Prompt:
Lay out every line of the records below as a JSON list of strings, one string per line, skipping blank lines. Leave the pictures out of the list.

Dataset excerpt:
## BEGIN
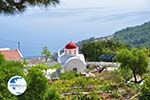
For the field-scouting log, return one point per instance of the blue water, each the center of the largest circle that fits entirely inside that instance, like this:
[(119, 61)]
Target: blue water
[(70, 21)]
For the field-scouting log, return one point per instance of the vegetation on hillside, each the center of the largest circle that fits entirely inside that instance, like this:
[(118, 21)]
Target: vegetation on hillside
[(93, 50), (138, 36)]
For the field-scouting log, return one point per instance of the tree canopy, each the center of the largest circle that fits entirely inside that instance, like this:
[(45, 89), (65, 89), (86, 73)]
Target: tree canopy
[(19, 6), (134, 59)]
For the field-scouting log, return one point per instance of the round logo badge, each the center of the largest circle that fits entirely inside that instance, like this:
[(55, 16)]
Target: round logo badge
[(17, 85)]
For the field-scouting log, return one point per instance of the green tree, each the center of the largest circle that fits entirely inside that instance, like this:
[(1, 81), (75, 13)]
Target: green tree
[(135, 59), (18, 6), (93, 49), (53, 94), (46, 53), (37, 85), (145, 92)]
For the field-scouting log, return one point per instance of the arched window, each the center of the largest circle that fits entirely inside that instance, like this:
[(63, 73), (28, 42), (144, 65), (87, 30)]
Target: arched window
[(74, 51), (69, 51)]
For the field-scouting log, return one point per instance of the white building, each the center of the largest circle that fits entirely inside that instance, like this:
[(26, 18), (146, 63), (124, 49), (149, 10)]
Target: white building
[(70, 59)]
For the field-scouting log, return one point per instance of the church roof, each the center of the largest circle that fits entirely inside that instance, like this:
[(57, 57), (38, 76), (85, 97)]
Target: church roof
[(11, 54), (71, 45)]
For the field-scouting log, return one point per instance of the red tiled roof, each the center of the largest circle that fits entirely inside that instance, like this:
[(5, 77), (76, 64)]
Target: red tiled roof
## END
Exercise response:
[
  "For the field-scouting log, return one point per instance of the blue water, each the center of the largest circle that fits entirely inside that instance, like this:",
  "[(119, 61)]",
  "Target: blue water",
  "[(70, 21)]",
  "For the field-scouting log, return one point per instance of the vegetation on hillside, each the center of the largest circle that fits entirely inside that instance, like this:",
  "[(118, 21)]",
  "Target: vegetation on hillside",
  "[(93, 50), (138, 36)]",
  "For the field-scouting log, return one point per instance of the tree canopy, each the center of the largest circle that fits entirely inside that instance, like this:",
  "[(45, 89), (65, 89), (86, 73)]",
  "Target: tree canopy",
  "[(19, 6), (134, 59)]",
  "For the field-scouting log, return one point per instance of the round logo badge, each the center of the largest circle that fits entirely inside that instance, like this:",
  "[(55, 16)]",
  "Target: round logo badge",
  "[(17, 85)]",
  "For the field-scouting log, return one point per instance of the green tree, each the center of the largest circle that fits entirely inside that instance, like this:",
  "[(1, 81), (75, 13)]",
  "Target: green tree",
  "[(135, 59), (18, 6), (93, 49), (53, 94), (46, 53), (37, 85), (145, 92)]",
  "For the field-scouting log, return one point per instance of the arched window, each the center of the largest circle that fits entirely inside that instance, like this:",
  "[(63, 73), (28, 42), (144, 65), (87, 30)]",
  "Target: arched window",
  "[(74, 51), (69, 51)]",
  "For the field-scouting log, return one point per instance of the white building, each the center of the largest circle that fits entirely inside that instance, like this:",
  "[(26, 18), (146, 63), (124, 49), (149, 10)]",
  "Target: white building",
  "[(70, 59)]",
  "For the field-scouting log, return one point per instance of the church roof, each the center of the largest circle that fits entirely inside that instance, like this:",
  "[(57, 57), (38, 76), (85, 97)]",
  "Target: church roof",
  "[(11, 54), (71, 45)]",
  "For the field-scouting log, return one point per instance of the red tiled roof, each the center of the largest circle that fits entirely inside that instance, like this:",
  "[(5, 77), (76, 64)]",
  "Target: red tiled roof"
]